(Referring expression data)
▼

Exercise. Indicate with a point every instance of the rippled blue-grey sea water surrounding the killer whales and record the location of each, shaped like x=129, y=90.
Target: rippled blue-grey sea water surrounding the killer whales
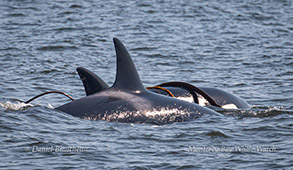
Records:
x=244, y=47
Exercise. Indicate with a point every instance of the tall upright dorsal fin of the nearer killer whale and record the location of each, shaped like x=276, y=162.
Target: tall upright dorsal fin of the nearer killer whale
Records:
x=127, y=77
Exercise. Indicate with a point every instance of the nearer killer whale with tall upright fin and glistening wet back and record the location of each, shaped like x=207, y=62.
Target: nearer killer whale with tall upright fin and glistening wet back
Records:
x=128, y=101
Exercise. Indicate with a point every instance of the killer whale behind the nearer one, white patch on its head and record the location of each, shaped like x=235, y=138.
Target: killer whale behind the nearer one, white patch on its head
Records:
x=93, y=84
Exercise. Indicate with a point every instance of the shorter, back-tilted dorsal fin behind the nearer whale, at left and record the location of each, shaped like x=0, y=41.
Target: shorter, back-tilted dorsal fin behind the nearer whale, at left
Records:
x=91, y=82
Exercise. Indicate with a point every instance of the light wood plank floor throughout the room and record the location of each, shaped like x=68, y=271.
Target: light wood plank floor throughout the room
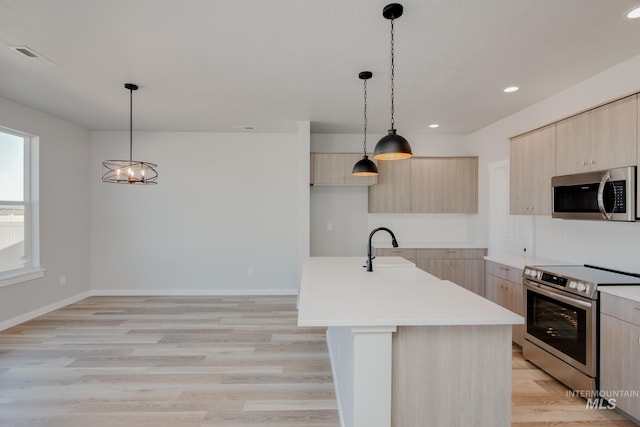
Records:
x=203, y=361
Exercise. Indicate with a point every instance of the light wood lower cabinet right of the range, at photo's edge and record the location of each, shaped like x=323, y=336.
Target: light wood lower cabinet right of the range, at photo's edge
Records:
x=620, y=352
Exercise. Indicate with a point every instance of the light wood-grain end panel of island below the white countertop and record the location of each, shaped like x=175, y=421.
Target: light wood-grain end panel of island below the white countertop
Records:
x=451, y=376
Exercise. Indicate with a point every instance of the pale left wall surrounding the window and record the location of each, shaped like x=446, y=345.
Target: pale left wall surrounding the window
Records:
x=64, y=212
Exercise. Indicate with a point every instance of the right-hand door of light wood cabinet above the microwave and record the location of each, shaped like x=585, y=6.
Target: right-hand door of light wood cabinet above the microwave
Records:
x=614, y=134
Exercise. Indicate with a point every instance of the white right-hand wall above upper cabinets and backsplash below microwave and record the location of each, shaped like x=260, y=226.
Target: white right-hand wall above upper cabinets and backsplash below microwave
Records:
x=613, y=245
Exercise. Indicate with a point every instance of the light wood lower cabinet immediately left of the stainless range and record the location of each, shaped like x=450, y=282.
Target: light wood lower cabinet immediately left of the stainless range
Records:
x=504, y=287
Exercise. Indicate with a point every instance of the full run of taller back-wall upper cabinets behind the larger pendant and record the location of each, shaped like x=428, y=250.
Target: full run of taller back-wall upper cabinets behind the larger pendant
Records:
x=426, y=185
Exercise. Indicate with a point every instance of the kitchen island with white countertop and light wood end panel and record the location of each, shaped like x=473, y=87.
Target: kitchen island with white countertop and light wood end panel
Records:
x=406, y=348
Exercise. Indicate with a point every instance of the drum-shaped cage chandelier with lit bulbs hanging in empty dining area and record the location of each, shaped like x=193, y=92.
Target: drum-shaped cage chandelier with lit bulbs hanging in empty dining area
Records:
x=129, y=171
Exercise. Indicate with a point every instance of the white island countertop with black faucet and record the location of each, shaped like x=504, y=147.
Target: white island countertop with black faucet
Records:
x=339, y=292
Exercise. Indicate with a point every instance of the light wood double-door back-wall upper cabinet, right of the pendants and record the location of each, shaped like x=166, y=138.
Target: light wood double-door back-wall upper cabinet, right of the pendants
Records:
x=444, y=185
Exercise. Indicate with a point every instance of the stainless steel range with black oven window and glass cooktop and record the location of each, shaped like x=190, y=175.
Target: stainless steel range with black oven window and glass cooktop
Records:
x=562, y=317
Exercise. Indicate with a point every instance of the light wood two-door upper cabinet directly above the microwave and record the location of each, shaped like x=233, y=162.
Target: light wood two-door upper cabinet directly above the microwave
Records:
x=602, y=138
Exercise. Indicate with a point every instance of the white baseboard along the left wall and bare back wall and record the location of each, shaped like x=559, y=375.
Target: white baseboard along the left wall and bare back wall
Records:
x=141, y=292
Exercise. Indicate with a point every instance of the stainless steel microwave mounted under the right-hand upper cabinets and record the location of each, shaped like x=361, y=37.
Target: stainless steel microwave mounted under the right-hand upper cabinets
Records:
x=605, y=195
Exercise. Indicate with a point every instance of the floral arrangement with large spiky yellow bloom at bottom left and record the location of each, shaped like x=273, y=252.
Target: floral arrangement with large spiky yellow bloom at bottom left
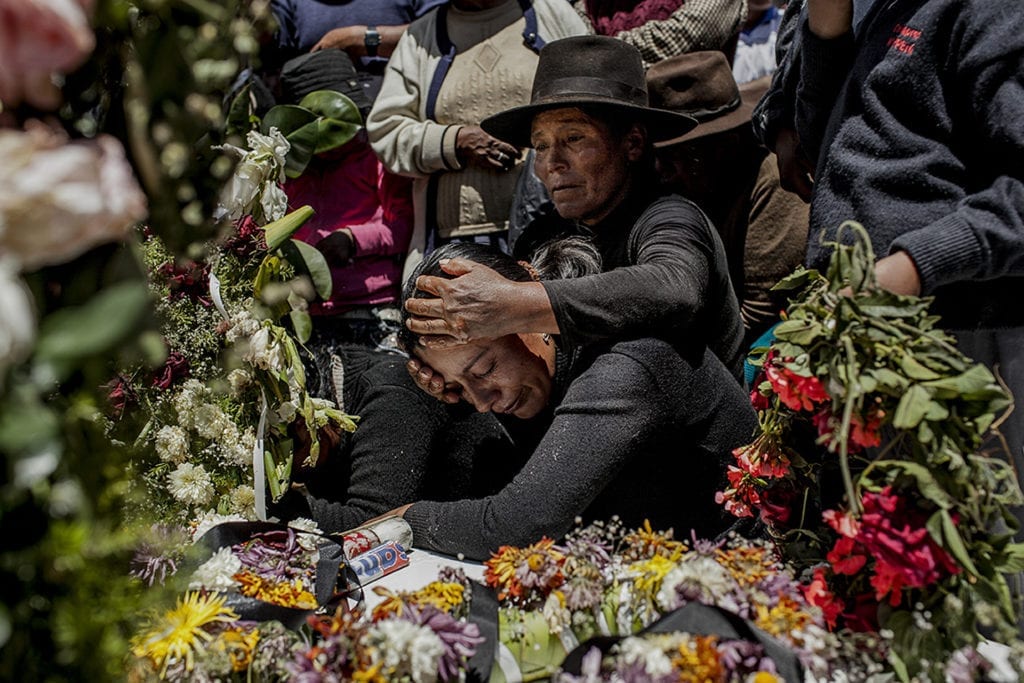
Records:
x=284, y=632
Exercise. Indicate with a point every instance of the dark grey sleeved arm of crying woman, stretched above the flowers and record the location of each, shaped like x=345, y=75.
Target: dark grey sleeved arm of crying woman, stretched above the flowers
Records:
x=608, y=415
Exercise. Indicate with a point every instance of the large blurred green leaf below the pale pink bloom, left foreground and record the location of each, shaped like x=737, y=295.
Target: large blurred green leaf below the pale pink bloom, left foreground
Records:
x=96, y=327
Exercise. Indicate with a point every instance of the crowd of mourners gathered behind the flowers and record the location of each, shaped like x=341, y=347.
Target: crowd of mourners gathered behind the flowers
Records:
x=554, y=241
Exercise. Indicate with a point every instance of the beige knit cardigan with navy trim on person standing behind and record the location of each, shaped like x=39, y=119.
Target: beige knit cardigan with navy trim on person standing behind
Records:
x=493, y=71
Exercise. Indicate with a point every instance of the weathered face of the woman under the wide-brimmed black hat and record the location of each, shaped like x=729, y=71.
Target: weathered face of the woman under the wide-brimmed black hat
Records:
x=585, y=168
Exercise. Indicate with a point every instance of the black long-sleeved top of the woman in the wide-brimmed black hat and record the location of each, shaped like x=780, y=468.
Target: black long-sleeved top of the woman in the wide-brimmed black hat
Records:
x=666, y=276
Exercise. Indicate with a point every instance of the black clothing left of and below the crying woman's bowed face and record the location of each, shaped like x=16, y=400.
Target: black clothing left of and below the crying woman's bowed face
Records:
x=408, y=446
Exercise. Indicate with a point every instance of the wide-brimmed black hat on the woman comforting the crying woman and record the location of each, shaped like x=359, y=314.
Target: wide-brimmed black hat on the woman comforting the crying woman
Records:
x=589, y=71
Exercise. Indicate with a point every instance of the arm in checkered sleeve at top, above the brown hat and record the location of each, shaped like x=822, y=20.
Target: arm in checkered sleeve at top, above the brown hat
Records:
x=697, y=25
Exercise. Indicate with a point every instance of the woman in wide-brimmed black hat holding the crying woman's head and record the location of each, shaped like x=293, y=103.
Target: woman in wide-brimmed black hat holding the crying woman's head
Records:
x=666, y=273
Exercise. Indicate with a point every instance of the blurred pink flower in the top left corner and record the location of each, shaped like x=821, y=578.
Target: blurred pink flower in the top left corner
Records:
x=39, y=38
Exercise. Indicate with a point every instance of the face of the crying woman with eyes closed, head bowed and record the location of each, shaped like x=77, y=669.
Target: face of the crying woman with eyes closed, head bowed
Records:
x=510, y=375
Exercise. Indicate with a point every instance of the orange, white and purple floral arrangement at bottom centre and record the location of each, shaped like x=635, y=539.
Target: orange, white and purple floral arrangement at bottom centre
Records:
x=607, y=581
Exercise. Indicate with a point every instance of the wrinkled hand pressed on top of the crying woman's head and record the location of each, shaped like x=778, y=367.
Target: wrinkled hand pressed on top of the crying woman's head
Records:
x=478, y=304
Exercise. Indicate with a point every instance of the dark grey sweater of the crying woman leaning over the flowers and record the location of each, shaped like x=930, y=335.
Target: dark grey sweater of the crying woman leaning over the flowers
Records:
x=636, y=431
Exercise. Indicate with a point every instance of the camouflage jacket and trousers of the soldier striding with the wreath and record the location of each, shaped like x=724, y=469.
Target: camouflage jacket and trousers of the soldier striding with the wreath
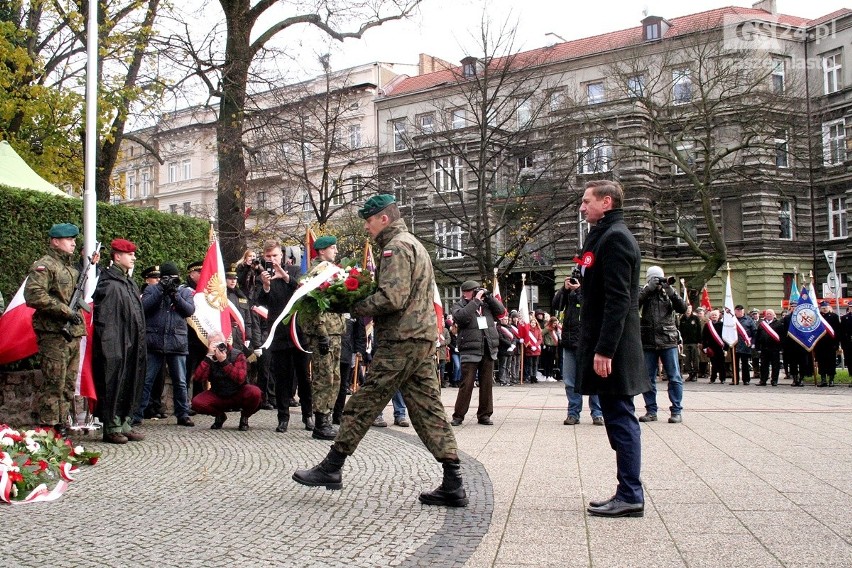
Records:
x=406, y=330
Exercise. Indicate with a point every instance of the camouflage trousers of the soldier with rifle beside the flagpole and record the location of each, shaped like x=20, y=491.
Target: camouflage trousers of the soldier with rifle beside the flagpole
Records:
x=60, y=360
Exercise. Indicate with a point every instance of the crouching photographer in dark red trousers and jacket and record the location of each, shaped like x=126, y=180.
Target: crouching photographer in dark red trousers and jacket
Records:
x=226, y=370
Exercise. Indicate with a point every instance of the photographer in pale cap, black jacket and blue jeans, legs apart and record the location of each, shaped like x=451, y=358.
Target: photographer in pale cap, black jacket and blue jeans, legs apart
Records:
x=658, y=303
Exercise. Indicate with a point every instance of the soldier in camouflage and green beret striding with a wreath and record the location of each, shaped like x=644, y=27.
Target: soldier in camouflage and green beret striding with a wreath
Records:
x=406, y=328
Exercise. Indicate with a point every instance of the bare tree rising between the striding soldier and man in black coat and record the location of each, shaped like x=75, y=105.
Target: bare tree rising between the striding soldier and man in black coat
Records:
x=496, y=184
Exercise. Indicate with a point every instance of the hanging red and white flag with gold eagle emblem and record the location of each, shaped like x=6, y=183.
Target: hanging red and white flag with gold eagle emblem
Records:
x=213, y=310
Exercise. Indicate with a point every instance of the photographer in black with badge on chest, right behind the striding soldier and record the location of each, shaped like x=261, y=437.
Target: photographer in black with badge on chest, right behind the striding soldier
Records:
x=478, y=343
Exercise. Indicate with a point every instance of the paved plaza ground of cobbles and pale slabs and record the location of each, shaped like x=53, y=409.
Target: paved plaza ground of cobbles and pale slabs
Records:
x=754, y=477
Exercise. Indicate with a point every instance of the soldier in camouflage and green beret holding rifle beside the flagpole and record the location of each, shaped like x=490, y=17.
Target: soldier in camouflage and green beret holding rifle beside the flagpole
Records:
x=49, y=288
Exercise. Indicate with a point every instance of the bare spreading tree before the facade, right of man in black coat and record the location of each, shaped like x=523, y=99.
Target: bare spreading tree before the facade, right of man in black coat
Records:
x=698, y=127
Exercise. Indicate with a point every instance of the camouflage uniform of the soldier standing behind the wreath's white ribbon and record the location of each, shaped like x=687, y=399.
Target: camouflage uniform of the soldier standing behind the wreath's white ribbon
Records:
x=325, y=369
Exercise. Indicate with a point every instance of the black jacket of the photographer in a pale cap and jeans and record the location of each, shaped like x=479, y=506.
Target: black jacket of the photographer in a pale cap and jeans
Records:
x=658, y=305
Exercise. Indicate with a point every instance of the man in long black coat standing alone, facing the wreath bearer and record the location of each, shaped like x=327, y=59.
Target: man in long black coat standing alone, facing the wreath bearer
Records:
x=609, y=354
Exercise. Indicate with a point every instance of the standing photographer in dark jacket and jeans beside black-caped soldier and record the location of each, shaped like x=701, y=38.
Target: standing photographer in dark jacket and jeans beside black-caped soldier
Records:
x=167, y=305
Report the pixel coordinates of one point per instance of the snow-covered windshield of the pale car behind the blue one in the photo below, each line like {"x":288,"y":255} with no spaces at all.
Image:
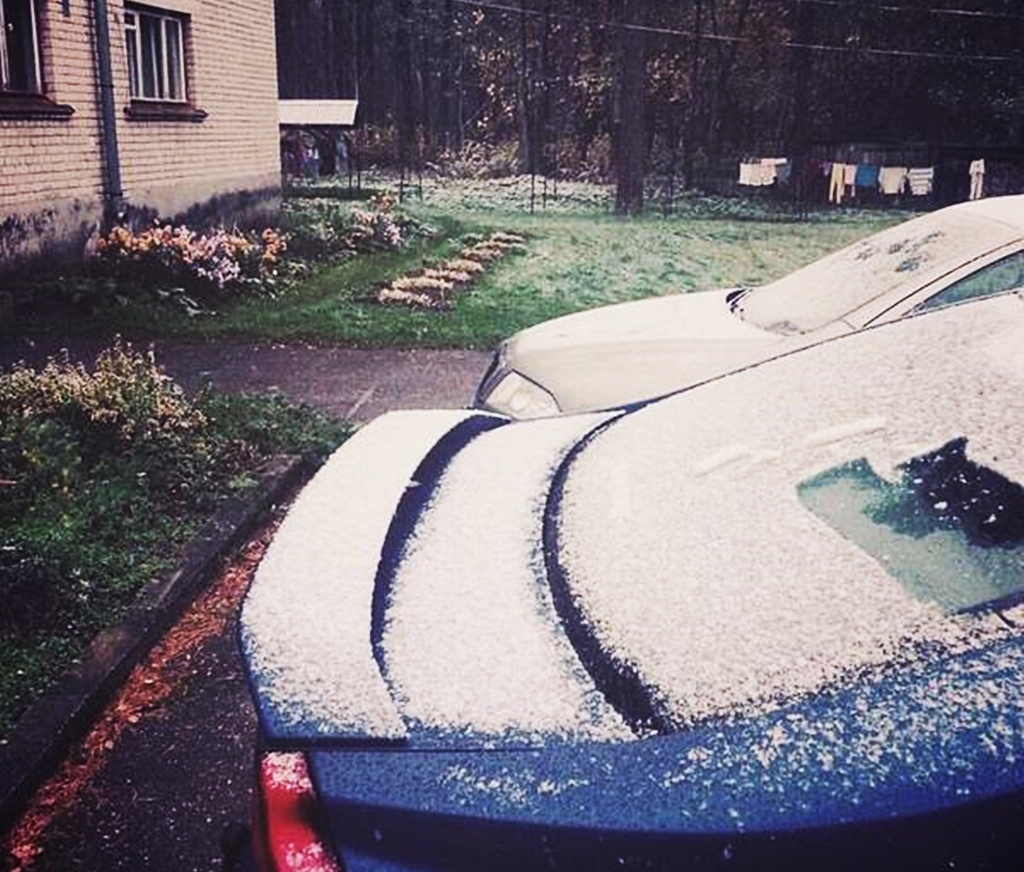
{"x":898,"y":260}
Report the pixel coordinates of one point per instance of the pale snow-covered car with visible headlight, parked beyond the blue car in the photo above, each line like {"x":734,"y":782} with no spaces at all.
{"x":619,"y":355}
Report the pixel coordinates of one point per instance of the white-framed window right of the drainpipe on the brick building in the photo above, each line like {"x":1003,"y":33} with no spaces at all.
{"x":155,"y":45}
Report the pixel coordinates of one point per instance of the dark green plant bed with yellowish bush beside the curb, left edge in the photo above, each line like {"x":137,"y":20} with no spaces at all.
{"x":104,"y":474}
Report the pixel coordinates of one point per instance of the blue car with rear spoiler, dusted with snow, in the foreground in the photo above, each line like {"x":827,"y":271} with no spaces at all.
{"x":774,"y":623}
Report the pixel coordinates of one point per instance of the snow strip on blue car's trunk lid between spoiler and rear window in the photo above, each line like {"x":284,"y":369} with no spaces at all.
{"x":473,"y":644}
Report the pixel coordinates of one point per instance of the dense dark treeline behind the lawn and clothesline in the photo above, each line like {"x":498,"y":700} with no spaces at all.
{"x":669,"y":86}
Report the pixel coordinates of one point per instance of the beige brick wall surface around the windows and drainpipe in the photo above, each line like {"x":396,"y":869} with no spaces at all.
{"x":51,"y":171}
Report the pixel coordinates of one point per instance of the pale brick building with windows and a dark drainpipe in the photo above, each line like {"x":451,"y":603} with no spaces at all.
{"x":115,"y":111}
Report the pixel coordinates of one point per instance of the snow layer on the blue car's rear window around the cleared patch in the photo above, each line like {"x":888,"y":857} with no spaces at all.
{"x":698,"y":566}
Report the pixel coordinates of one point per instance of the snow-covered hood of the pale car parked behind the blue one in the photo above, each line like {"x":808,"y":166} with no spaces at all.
{"x":617,"y":355}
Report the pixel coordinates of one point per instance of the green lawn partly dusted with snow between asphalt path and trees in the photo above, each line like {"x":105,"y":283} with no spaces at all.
{"x":573,"y":263}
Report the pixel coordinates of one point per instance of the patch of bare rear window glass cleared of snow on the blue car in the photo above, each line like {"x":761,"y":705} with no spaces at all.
{"x":950,"y":530}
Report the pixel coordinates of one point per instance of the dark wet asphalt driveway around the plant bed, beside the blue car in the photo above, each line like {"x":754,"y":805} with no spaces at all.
{"x":181,"y":771}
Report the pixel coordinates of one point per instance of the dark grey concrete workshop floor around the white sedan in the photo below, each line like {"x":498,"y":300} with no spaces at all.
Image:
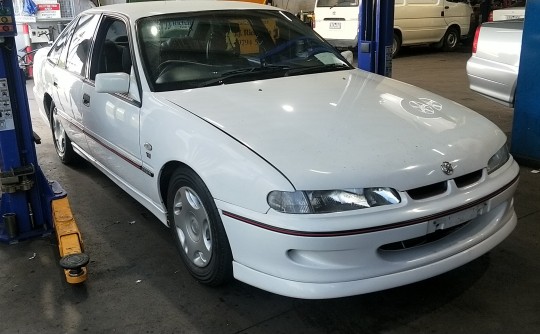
{"x":138,"y":285}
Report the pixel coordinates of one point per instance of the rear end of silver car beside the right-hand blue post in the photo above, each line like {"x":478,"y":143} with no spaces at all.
{"x":494,"y":65}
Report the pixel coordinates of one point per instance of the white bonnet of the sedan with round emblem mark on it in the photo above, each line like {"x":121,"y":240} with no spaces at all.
{"x":347,"y":129}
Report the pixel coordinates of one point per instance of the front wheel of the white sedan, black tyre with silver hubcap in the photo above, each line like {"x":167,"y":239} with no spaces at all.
{"x":197,"y":229}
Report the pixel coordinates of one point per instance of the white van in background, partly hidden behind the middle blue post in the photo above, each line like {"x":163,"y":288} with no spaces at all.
{"x":439,"y":22}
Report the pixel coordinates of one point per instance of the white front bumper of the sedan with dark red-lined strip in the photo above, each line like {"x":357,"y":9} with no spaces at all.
{"x":316,"y":264}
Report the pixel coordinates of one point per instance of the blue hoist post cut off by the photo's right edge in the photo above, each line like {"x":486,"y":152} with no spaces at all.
{"x":526,"y":124}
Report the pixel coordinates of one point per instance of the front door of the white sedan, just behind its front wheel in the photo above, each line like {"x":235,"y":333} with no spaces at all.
{"x":111,"y":121}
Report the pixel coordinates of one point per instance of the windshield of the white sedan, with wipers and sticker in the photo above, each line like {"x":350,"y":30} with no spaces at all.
{"x":191,"y":50}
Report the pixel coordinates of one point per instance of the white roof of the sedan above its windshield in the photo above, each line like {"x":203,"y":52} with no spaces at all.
{"x":138,"y":10}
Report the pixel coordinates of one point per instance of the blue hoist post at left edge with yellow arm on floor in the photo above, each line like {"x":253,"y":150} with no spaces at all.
{"x":30,"y":205}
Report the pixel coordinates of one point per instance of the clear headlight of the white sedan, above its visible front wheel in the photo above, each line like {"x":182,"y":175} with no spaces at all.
{"x":327,"y":201}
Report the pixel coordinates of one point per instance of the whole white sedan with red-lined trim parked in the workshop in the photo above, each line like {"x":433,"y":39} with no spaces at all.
{"x":271,"y":158}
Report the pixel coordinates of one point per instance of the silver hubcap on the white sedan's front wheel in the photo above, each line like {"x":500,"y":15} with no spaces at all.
{"x":192,"y":225}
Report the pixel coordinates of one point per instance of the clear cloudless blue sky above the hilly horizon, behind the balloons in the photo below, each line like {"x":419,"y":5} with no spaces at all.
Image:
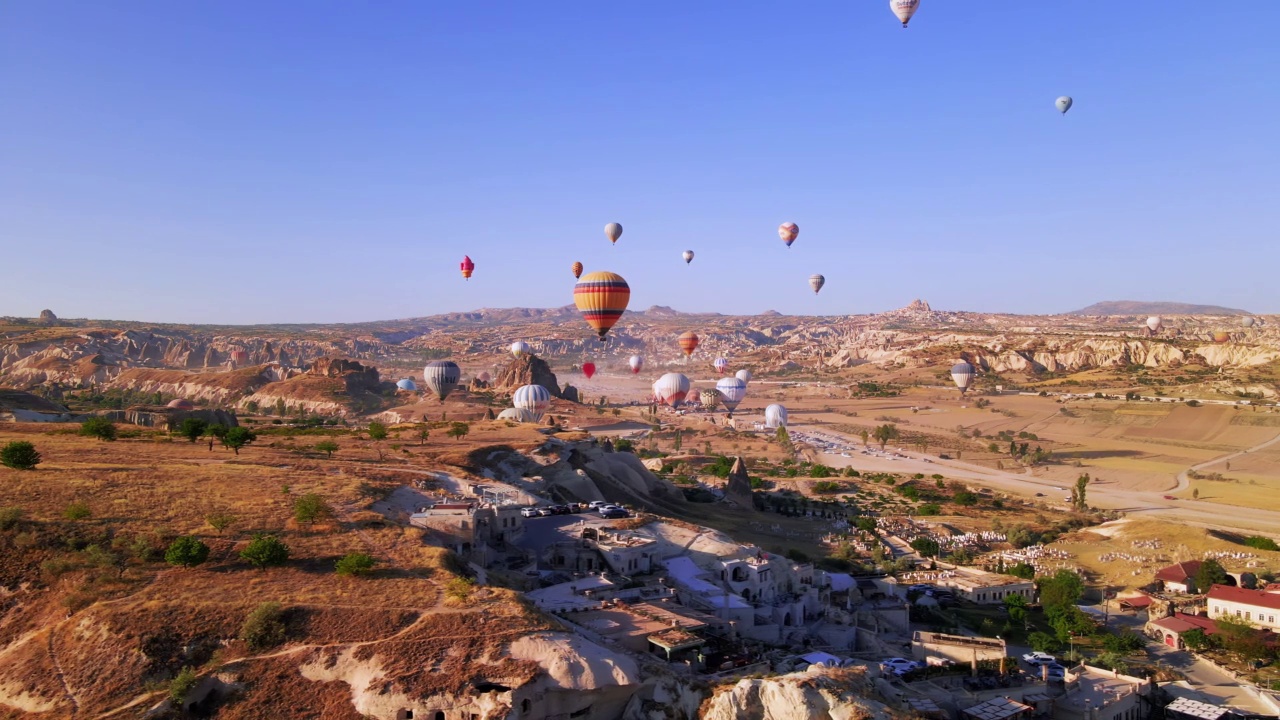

▲

◆ **Work required**:
Using only the entries above, output the line with "Target: crowd of", the line with "Target: black long-sleeved", and all lines between them, exactly as they stand.

◆ **Solution for this problem**:
Target: crowd of mourners gathered behind the flowers
Records:
x=554, y=241
Exercise. Indicate with a point every instance of the beige knit cardigan with navy trim on person standing behind and record the location of each, shaped like x=39, y=119.
Target: beige knit cardigan with navy trim on person standing behind
Records:
x=493, y=71
Exercise. Indicate with a point every instance of the weathered face of the woman under the wide-brimmed black hat and record the location of each, shaped like x=729, y=71.
Target: weathered face of the woman under the wide-brimmed black hat
Records:
x=585, y=168
Exercise. Indicate with a point every instance of the black long-sleeved top of the woman in the wide-brimmed black hat and record the location of each, shaped like x=780, y=468.
Target: black long-sleeved top of the woman in the wide-brimmed black hat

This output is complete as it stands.